(EXTRACTED ENTRIES begins)

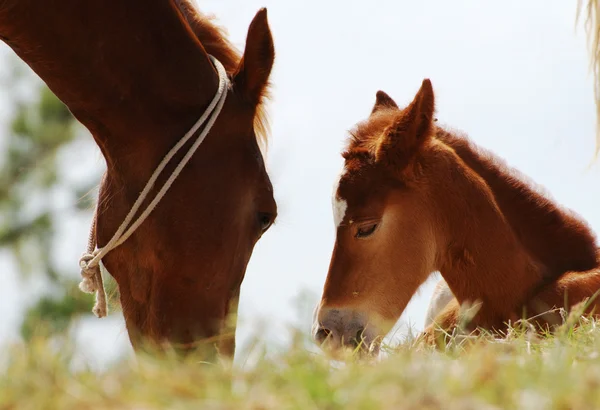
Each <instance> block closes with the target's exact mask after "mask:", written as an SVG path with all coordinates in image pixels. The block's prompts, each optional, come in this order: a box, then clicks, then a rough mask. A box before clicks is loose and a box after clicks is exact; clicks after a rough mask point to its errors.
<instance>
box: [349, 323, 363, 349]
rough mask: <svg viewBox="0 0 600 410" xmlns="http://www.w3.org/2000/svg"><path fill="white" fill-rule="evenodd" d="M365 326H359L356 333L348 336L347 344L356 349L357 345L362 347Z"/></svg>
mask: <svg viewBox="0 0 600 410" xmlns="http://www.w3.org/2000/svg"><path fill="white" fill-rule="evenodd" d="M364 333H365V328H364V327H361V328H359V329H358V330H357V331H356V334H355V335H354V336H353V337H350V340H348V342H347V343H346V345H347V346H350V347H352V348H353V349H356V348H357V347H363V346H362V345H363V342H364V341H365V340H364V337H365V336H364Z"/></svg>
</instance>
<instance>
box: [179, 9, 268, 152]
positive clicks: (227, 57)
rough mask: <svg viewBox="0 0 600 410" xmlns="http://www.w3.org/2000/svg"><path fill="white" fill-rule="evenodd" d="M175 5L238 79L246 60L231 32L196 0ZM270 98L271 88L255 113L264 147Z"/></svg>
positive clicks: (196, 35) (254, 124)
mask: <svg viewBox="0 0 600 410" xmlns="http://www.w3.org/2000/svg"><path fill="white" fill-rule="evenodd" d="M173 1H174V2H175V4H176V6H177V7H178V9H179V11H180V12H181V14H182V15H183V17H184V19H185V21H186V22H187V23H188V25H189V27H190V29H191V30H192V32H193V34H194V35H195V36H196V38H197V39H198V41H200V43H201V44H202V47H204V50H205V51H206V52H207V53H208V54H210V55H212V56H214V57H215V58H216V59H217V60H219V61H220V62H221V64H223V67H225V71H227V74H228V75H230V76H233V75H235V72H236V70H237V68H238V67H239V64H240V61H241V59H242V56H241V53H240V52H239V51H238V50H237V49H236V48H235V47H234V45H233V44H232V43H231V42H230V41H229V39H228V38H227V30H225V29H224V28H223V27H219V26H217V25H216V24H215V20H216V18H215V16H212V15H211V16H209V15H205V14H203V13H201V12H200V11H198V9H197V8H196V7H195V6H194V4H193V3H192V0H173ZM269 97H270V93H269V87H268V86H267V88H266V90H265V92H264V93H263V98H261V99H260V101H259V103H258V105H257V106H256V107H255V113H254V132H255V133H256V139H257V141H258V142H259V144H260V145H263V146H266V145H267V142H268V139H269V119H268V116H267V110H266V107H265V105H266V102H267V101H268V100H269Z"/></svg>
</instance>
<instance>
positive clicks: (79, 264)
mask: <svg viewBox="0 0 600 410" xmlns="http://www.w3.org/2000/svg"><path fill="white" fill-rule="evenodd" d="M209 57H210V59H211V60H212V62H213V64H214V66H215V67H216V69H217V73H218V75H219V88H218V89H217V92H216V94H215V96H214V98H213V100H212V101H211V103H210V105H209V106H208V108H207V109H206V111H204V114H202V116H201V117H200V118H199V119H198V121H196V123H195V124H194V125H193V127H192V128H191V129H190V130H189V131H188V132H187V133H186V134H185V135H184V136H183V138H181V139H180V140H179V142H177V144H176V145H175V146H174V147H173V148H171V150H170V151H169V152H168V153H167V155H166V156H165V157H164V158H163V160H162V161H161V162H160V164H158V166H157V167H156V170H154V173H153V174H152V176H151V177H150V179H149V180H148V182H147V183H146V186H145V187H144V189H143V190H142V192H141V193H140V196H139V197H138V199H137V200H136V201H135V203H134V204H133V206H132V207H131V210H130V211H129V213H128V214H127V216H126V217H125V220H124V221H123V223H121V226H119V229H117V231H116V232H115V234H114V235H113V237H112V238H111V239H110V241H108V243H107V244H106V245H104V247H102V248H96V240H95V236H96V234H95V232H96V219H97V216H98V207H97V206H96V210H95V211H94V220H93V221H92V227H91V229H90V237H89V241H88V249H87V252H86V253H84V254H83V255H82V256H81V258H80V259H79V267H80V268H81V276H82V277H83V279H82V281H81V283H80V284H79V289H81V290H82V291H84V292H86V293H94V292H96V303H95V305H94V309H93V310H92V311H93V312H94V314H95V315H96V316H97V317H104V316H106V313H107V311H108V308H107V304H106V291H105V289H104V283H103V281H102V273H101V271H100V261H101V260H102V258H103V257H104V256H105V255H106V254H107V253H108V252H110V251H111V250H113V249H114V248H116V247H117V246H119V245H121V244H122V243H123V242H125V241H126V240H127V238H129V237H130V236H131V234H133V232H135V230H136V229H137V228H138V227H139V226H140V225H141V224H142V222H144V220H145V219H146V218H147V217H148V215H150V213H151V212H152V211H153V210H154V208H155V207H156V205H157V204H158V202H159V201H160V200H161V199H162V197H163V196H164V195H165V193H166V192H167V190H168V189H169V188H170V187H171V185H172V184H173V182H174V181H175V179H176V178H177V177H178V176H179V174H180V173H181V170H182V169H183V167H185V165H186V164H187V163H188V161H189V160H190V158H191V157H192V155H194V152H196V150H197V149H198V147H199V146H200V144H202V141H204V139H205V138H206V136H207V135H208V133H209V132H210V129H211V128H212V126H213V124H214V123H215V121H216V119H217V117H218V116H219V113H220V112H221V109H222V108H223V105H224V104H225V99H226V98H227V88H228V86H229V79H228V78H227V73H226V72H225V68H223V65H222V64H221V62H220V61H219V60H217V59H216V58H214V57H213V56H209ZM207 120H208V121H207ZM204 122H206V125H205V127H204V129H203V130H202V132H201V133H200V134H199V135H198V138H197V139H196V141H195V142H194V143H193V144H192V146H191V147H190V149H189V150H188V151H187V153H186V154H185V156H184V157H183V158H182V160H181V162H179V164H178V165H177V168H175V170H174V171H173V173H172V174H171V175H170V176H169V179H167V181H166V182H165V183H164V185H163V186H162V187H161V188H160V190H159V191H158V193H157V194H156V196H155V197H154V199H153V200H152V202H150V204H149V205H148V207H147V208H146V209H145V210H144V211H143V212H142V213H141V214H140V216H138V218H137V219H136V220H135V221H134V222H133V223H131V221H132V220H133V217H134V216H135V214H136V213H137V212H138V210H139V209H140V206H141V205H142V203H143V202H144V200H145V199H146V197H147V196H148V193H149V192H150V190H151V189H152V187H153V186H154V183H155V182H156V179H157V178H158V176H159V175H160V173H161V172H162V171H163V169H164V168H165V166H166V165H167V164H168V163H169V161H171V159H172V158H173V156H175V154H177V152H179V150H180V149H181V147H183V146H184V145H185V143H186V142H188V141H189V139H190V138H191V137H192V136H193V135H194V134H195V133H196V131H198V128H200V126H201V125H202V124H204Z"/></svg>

(EXTRACTED ENTRIES ends)

▶ EXERCISE PROMPT
Copy out the listing above in full and keep the pictures out.

▶ EXPECTED ANSWER
Each <instance> block closes with the target's exact mask after "mask:", written as an SVG path with all coordinates in image pixels. The block's prompts, each optional, come in this order: a box, then clicks, then a rough mask. A box before clicks is loose and a box after clicks is exact; clicks after a rough mask point to its errors.
<instance>
box: [349, 323, 363, 349]
rough mask: <svg viewBox="0 0 600 410" xmlns="http://www.w3.org/2000/svg"><path fill="white" fill-rule="evenodd" d="M365 326H359L356 333L348 336L347 344L356 349L357 345L362 347Z"/></svg>
mask: <svg viewBox="0 0 600 410" xmlns="http://www.w3.org/2000/svg"><path fill="white" fill-rule="evenodd" d="M364 333H365V328H364V327H361V328H359V329H358V330H357V331H356V334H355V335H354V336H353V337H350V340H348V342H347V343H346V345H347V346H350V347H352V348H353V349H356V348H357V347H363V346H362V345H363V342H364V341H365V340H364V337H365V336H364Z"/></svg>
</instance>
<instance>
box: [179, 9, 268, 152]
positive clicks: (227, 57)
rough mask: <svg viewBox="0 0 600 410" xmlns="http://www.w3.org/2000/svg"><path fill="white" fill-rule="evenodd" d="M175 5L238 79L246 60L231 32L196 0ZM270 98L271 88L255 113L264 147Z"/></svg>
positive clicks: (196, 35) (254, 124)
mask: <svg viewBox="0 0 600 410" xmlns="http://www.w3.org/2000/svg"><path fill="white" fill-rule="evenodd" d="M173 1H174V2H175V4H176V6H177V7H178V9H179V11H180V12H181V14H182V15H183V17H184V19H185V21H186V22H187V23H188V25H189V27H190V29H191V30H192V32H193V34H194V35H195V36H196V38H197V39H198V41H200V43H201V44H202V47H204V50H205V51H206V52H207V53H208V54H210V55H212V56H214V57H215V58H216V59H217V60H219V61H220V62H221V64H223V67H225V71H227V74H228V75H230V76H233V75H235V72H236V70H237V68H238V67H239V64H240V61H241V59H242V56H241V53H240V52H239V51H238V50H237V49H236V48H235V47H234V45H233V44H232V43H231V42H230V41H229V39H228V38H227V30H225V29H224V28H223V27H219V26H217V25H216V24H215V20H216V18H215V16H212V15H211V16H209V15H205V14H203V13H201V12H200V11H198V9H197V8H196V7H195V6H194V4H193V3H192V0H173ZM269 97H270V93H269V87H268V86H267V88H266V90H265V92H264V93H263V98H261V99H260V101H259V103H258V105H257V106H256V107H255V113H254V132H255V133H256V139H257V141H258V142H259V144H260V145H263V146H266V145H267V142H268V139H269V119H268V116H267V110H266V107H265V105H266V102H267V101H268V100H269Z"/></svg>
</instance>
<instance>
positive clicks: (79, 264)
mask: <svg viewBox="0 0 600 410" xmlns="http://www.w3.org/2000/svg"><path fill="white" fill-rule="evenodd" d="M209 57H210V59H211V60H212V62H213V64H214V66H215V67H216V69H217V73H218V75H219V88H218V89H217V92H216V94H215V96H214V98H213V100H212V101H211V103H210V105H209V106H208V108H207V109H206V111H204V114H202V116H201V117H200V118H199V119H198V121H196V123H195V124H194V125H193V127H192V128H191V129H190V130H189V131H188V132H187V133H186V134H185V135H184V136H183V138H181V139H180V140H179V142H177V144H176V145H175V146H174V147H173V148H171V150H170V151H169V152H168V153H167V155H166V156H165V157H164V158H163V160H162V161H161V162H160V164H158V166H157V167H156V170H154V173H153V174H152V176H151V177H150V179H149V180H148V182H147V183H146V186H145V187H144V189H143V190H142V192H141V193H140V196H139V197H138V199H137V200H136V201H135V203H134V204H133V206H132V207H131V210H130V211H129V213H128V214H127V216H126V217H125V220H124V221H123V223H121V226H119V229H117V231H116V232H115V234H114V235H113V237H112V238H111V239H110V241H108V243H107V244H106V245H104V247H102V248H96V240H95V236H96V234H95V232H96V219H97V216H98V207H97V206H96V210H95V211H94V220H93V221H92V227H91V229H90V237H89V241H88V249H87V252H86V253H84V254H83V255H82V256H81V258H80V259H79V267H80V268H81V276H82V277H83V279H82V281H81V283H80V284H79V289H81V290H82V291H84V292H86V293H94V292H96V303H95V305H94V309H93V310H92V311H93V312H94V314H95V315H96V316H97V317H104V316H106V313H107V311H108V308H107V304H106V291H105V289H104V283H103V281H102V273H101V271H100V261H101V260H102V258H103V257H104V256H105V255H106V254H107V253H108V252H110V251H111V250H113V249H114V248H116V247H117V246H119V245H121V244H122V243H123V242H125V241H126V240H127V238H129V237H130V236H131V234H133V232H135V230H136V229H137V228H138V227H139V226H140V225H141V224H142V222H144V220H145V219H146V218H147V217H148V215H150V213H151V212H152V211H153V210H154V208H155V207H156V205H157V204H158V202H159V201H160V200H161V199H162V197H163V196H164V195H165V193H166V192H167V190H168V189H169V188H170V187H171V185H172V184H173V182H174V181H175V179H176V178H177V177H178V176H179V174H180V173H181V170H182V169H183V167H185V165H186V164H187V163H188V161H189V160H190V158H191V157H192V155H194V152H196V150H197V149H198V147H199V146H200V144H202V141H204V139H205V138H206V136H207V135H208V133H209V132H210V129H211V128H212V126H213V124H214V123H215V121H216V119H217V117H218V116H219V113H220V112H221V109H222V108H223V105H224V104H225V99H226V98H227V88H228V86H229V79H228V78H227V73H226V72H225V68H223V65H222V64H221V62H220V61H219V60H217V59H216V58H214V57H213V56H209ZM207 120H208V121H207ZM204 122H206V125H205V127H204V129H203V130H202V132H201V133H200V134H199V135H198V138H197V139H196V141H195V142H194V143H193V144H192V146H191V147H190V149H189V150H188V151H187V153H186V154H185V156H184V157H183V158H182V160H181V162H179V164H178V165H177V168H175V170H174V171H173V173H172V174H171V175H170V176H169V179H167V181H166V182H165V183H164V185H163V186H162V187H161V188H160V190H159V191H158V193H157V194H156V196H155V197H154V199H153V200H152V202H150V204H149V205H148V207H147V208H146V209H145V210H144V211H143V212H142V213H141V214H140V216H138V218H137V219H136V220H135V221H134V222H133V223H131V221H132V220H133V217H134V216H135V214H136V213H137V212H138V210H139V209H140V206H141V205H142V203H143V202H144V200H145V199H146V197H147V196H148V193H149V192H150V190H151V189H152V187H153V186H154V183H155V182H156V179H157V178H158V176H159V175H160V173H161V172H162V171H163V169H164V168H165V166H166V165H167V164H168V163H169V161H171V159H172V158H173V156H175V154H177V152H179V150H180V149H181V147H183V146H184V145H185V143H186V142H188V141H189V139H190V138H191V137H192V136H193V135H194V134H195V133H196V131H198V128H200V126H201V125H202V124H204Z"/></svg>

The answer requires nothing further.